• _Extract provided_
————
Effects of Low Estrogen As We Age

Estrogen

As women age, one of the most common and more challenging changes that occur is the development of low estrogen. The decline in the level of this primarily female hormone and the impact it has on women has been the subject of endless research, stories, myths, and misunderstanding. Although low levels of this hormone is a natural part of a woman's life, there is still much we don't know about it. Here is some of what experts do know about the effects of low levels of estrogen as we age.

Causes of low estrogen

By far the most common cause of low levels of estrogen is aging. With advancing age comes perimenopause, which is when estrogen levels begin to drop. Once the ovaries stop producing estrogen, a woman is in menopause.

Read about welcome to perimenopause

Other causes of low estrogen levels can include:

  • Thyroid disorders
  • Premature ovarian failure, which can develop because of exposure to toxins, an autoimmune condition, or genetics
  • Being severely underweight/anorexia/eating disorders
  • Excessive exercise
  • Low functioning pituitary gland
  • Chemotherapy
  • Family history of hormonal problems
  • Turner syndrome and other congenital conditions
  • Chronic kidney disease

Symptoms of low estrogen

Low levels of estrogen can result in symptoms throughout the body. For example:

  • Weak bones. Declining estrogen can result in bone loss, which also increases the risk of fractures and/or osteoporosis.
  • Irregular menstrual cycles. Women with low estrogen may experience irregular periods or skip them.
  • Painful intercourse. Your estrogen levels have an impact on your ability to produce vaginal lubrication. Low hormone levels can result in vaginal dryness and painful sex.
  • Infertility. Low estrogen can result in a failure to ovulate, which makes it difficult to get pregnant.
————
• _Data segment_
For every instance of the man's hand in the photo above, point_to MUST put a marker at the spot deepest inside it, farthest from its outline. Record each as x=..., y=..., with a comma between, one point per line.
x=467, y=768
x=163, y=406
————
• _Questions on the material_
• a. Duplicate the part of the article on low estrogen between "Effects of Low Estrogen" and "estrogen as we age.", inclusive.
• b. Does the article on low estrogen agree with each statement below? Answer yes or no for each, and quote the words from the article that decide it. (i) Aging is the most common cause of low estrogen. (ii) Excessive exercise is listed as a possible cause of low estrogen levels. (iii) Perimenopause is the stage that begins once the ovaries stop producing estrogen.

• _Expected outputs_
• a.
Effects of Low Estrogen As We Age

Estrogen

As women age, one of the most common and more challenging changes that occur is the development of low estrogen. The decline in the level of this primarily female hormone and the impact it has on women has been the subject of endless research, stories, myths, and misunderstanding. Although low levels of this hormone is a natural part of a woman's life, there is still much we don't know about it. Here is some of what experts do know about the effects of low levels of estrogen as we age.

• b.
(i) Yes: "By far the most common cause of low levels of estrogen is aging."
(ii) Yes: "Other causes of low estrogen levels can include:" is followed in the list by "Excessive exercise."
(iii) No: "Once the ovaries stop producing estrogen, a woman is in menopause." Perimenopause is described as "when estrogen levels begin to drop."